■ **Text provided**
.....

I suppose any discussion of Castaneda’s early work should include a quote where he details his experience using an hallucinogenic substance. In the following, quote, Castaneda describes his experience having smoked a mixture made with psylocibin mushrooms.

Don Juan sat next to me, to my right, and without moving held the pipe sheath against the floor as though keeping it down by force. My hands were heavy. My arms sagged, pulling my shoulders down. My nose was running. I wiped it with the back of my hand, and my upper lip was rubbed off! I wiped my face, and all the flesh was wiped off! I was melting! I felt as if my flesh was actually melting. I jumped to my feet and tried to grab hold of something—anything—with which to support myself. I was experiencing terror I had never felt before. I held onto a pole that don Juan keeps stuck on the floor in the center of his room. I stood there for a moment, then I turned to look at him. He was sitting motionless, holding his pipe, staring at me.

(p. 106 – 107)

My interpretation of this is that when an individual shifts to a non-ordinary state of awareness, reality as we have been trained to perceive it melts away, and we are confronted with a new reality that does not conform to our established mental construct. It is a frightening experience when it happens, but can have profound spiritual effects afterwards.

.....

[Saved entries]

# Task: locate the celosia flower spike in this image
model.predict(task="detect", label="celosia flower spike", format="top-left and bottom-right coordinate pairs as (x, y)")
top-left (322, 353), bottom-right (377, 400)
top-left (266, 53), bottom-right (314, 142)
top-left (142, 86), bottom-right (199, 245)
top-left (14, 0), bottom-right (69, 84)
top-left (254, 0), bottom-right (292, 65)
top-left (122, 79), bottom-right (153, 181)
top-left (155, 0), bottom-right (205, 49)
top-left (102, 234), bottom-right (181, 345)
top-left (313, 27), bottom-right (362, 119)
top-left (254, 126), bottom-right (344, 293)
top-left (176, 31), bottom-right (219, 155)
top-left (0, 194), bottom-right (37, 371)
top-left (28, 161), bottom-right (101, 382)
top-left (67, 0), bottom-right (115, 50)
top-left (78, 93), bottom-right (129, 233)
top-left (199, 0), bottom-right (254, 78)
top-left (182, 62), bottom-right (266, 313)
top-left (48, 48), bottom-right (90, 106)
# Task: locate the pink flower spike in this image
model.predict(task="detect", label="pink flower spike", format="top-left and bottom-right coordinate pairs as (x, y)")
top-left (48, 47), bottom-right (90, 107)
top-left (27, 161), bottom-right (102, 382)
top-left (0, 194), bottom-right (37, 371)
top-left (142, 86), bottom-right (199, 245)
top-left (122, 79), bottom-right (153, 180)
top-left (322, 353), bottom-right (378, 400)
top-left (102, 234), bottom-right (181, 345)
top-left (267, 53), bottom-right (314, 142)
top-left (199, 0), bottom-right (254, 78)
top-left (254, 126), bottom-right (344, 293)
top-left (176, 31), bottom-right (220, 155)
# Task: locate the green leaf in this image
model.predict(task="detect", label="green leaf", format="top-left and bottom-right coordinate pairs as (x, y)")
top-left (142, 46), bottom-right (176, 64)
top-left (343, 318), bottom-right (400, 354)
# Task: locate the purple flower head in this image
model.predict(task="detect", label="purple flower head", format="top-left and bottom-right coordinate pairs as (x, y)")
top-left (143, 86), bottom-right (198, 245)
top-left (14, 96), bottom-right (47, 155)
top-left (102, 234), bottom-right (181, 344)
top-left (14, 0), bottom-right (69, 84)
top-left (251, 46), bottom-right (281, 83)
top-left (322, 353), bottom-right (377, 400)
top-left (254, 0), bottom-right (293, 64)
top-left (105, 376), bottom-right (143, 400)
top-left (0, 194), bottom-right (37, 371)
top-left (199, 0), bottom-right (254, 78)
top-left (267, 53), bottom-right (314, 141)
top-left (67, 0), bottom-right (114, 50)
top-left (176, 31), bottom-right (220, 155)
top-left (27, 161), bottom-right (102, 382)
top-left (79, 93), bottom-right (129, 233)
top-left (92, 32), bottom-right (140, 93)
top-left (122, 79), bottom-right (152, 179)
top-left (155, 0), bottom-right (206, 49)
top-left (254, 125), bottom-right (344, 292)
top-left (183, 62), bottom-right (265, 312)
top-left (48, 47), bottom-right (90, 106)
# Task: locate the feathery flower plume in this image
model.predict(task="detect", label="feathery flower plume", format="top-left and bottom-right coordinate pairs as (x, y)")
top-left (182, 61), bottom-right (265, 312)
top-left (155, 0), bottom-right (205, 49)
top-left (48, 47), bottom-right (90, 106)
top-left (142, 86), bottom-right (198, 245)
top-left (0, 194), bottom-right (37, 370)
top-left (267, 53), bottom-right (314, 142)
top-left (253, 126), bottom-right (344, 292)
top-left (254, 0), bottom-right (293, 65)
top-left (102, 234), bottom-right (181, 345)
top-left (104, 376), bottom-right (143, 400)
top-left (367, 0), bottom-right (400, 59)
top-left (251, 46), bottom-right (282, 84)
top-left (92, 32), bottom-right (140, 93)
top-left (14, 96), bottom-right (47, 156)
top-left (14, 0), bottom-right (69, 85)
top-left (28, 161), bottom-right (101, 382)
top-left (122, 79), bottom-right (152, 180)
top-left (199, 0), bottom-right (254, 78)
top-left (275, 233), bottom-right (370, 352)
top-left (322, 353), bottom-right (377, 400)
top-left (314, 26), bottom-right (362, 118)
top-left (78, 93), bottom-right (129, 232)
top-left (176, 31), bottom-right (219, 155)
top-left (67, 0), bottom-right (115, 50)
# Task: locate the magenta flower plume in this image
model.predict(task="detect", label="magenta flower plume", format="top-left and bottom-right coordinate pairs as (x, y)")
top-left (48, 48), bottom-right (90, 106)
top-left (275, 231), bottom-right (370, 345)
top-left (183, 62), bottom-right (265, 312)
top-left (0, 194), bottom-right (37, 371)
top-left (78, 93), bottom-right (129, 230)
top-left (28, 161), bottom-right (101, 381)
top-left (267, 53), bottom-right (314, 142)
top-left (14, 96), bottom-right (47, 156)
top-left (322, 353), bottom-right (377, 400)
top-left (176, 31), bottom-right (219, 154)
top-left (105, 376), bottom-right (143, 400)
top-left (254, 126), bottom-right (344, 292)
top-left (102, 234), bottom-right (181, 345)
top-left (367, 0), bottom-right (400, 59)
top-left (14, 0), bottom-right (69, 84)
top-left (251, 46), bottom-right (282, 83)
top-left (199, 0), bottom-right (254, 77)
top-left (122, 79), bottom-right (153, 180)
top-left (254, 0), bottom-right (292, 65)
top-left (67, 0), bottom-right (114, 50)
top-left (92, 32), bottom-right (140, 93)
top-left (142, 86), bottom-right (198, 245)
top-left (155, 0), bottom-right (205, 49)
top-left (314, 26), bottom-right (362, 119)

.....

■ **Problem set**
[1] Write out the entire passage on Castaneda's early work word for word.
[2] Quote the records exactly, starting with their first line and going on through the line with "top-left (313, 27), bottom-right (362, 119)", including that line.

■ **Worked solutions**
[1]
I suppose any discussion of Castaneda’s early work should include a quote where he details his experience using an hallucinogenic substance. In the following, quote, Castaneda describes his experience having smoked a mixture made with psylocibin mushrooms.

Don Juan sat next to me, to my right, and without moving held the pipe sheath against the floor as though keeping it down by force. My hands were heavy. My arms sagged, pulling my shoulders down. My nose was running. I wiped it with the back of my hand, and my upper lip was rubbed off! I wiped my face, and all the flesh was wiped off! I was melting! I felt as if my flesh was actually melting. I jumped to my feet and tried to grab hold of something—anything—with which to support myself. I was experiencing terror I had never felt before. I held onto a pole that don Juan keeps stuck on the floor in the center of his room. I stood there for a moment, then I turned to look at him. He was sitting motionless, holding his pipe, staring at me.

(p. 106 – 107)

My interpretation of this is that when an individual shifts to a non-ordinary state of awareness, reality as we have been trained to perceive it melts away, and we are confronted with a new reality that does not conform to our established mental construct. It is a frightening experience when it happens, but can have profound spiritual effects afterwards.

[2]
# Task: locate the celosia flower spike in this image
model.predict(task="detect", label="celosia flower spike", format="top-left and bottom-right coordinate pairs as (x, y)")
top-left (322, 353), bottom-right (377, 400)
top-left (266, 53), bottom-right (314, 142)
top-left (142, 86), bottom-right (199, 245)
top-left (14, 0), bottom-right (69, 84)
top-left (254, 0), bottom-right (292, 65)
top-left (122, 79), bottom-right (153, 181)
top-left (155, 0), bottom-right (205, 49)
top-left (102, 234), bottom-right (181, 345)
top-left (313, 27), bottom-right (362, 119)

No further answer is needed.